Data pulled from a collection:

^^^^^^^^

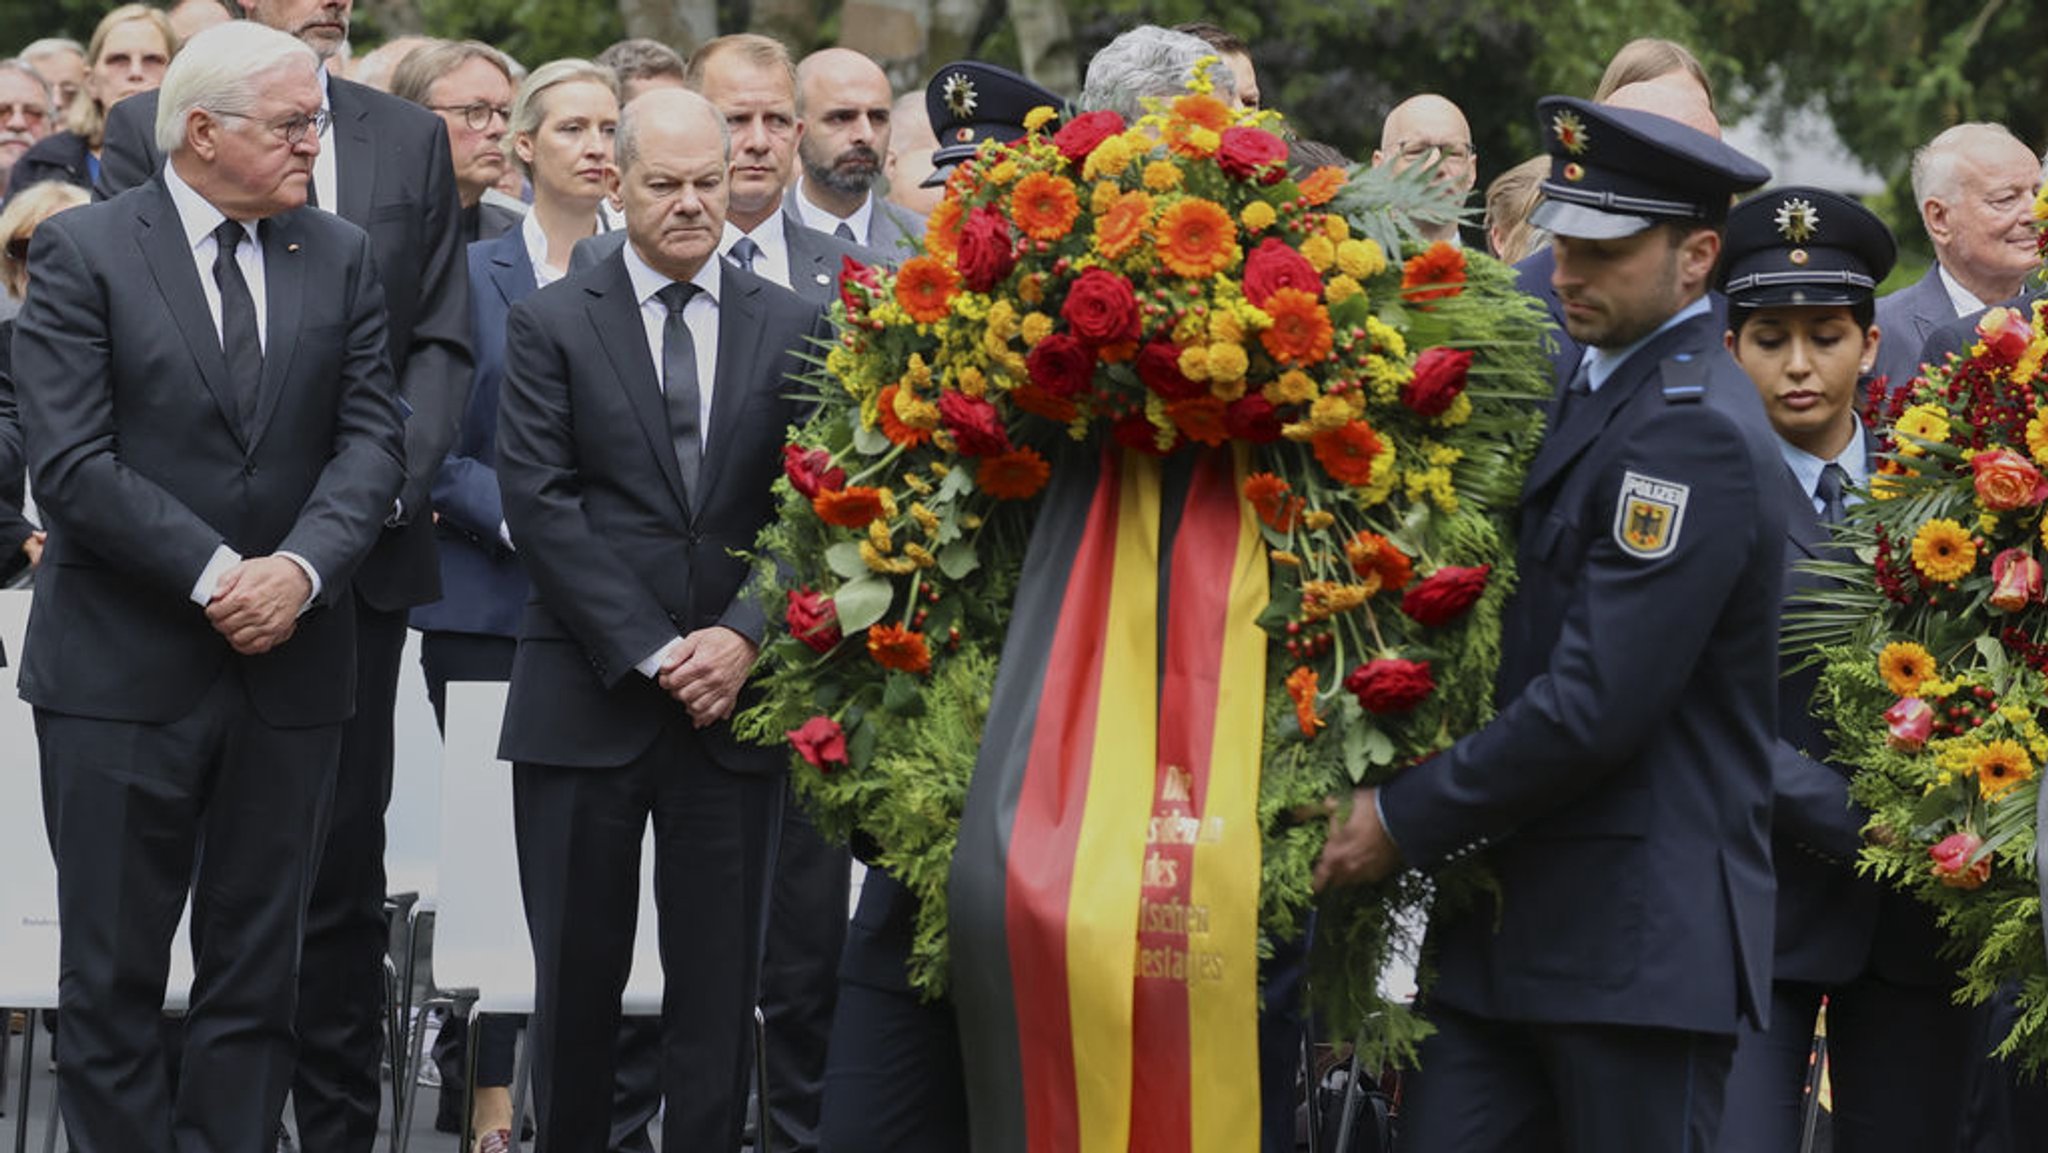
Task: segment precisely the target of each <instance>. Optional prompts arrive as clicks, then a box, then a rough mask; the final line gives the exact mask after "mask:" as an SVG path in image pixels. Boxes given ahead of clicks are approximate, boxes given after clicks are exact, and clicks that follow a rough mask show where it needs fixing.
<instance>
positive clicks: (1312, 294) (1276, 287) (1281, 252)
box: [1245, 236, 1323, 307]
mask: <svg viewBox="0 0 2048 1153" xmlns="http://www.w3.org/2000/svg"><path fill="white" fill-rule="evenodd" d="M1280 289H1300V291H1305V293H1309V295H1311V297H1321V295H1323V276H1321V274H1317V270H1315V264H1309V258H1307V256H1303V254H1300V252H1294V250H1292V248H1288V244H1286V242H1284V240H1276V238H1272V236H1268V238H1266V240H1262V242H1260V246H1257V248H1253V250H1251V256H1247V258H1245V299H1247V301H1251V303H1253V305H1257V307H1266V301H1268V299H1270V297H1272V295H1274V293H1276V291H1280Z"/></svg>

^^^^^^^^

• _REQUEST_: Write out every item above again, but substitute "coarse mask" for each "rough mask" and change nothing else. Leave the pictures out.

• _ANSWER SPACE_:
Task: segment precisely the target of each <instance>. Optional prompts arrive as clicks, then a box, then a coarse mask; the final line gives the exact mask after "mask:" as an SVG path in image pixels. Boxes given ahead of clicks are approximate, boxes given after clicks are exact, and clicks that follow a coarse mask show where it needs fixing.
<instance>
positive clicks: (1312, 294) (1276, 287) (1281, 252)
box: [1245, 236, 1323, 307]
mask: <svg viewBox="0 0 2048 1153" xmlns="http://www.w3.org/2000/svg"><path fill="white" fill-rule="evenodd" d="M1280 289H1300V291H1305V293H1309V295H1311V297H1321V295H1323V276H1321V274H1317V270H1315V264H1309V258H1307V256H1303V254H1300V252H1294V250H1292V248H1288V244H1286V242H1284V240H1276V238H1272V236H1268V238H1266V240H1262V242H1260V246H1257V248H1253V250H1251V256H1247V258H1245V299H1247V301H1251V303H1253V305H1257V307H1266V301H1268V299H1270V297H1272V295H1274V293H1276V291H1280Z"/></svg>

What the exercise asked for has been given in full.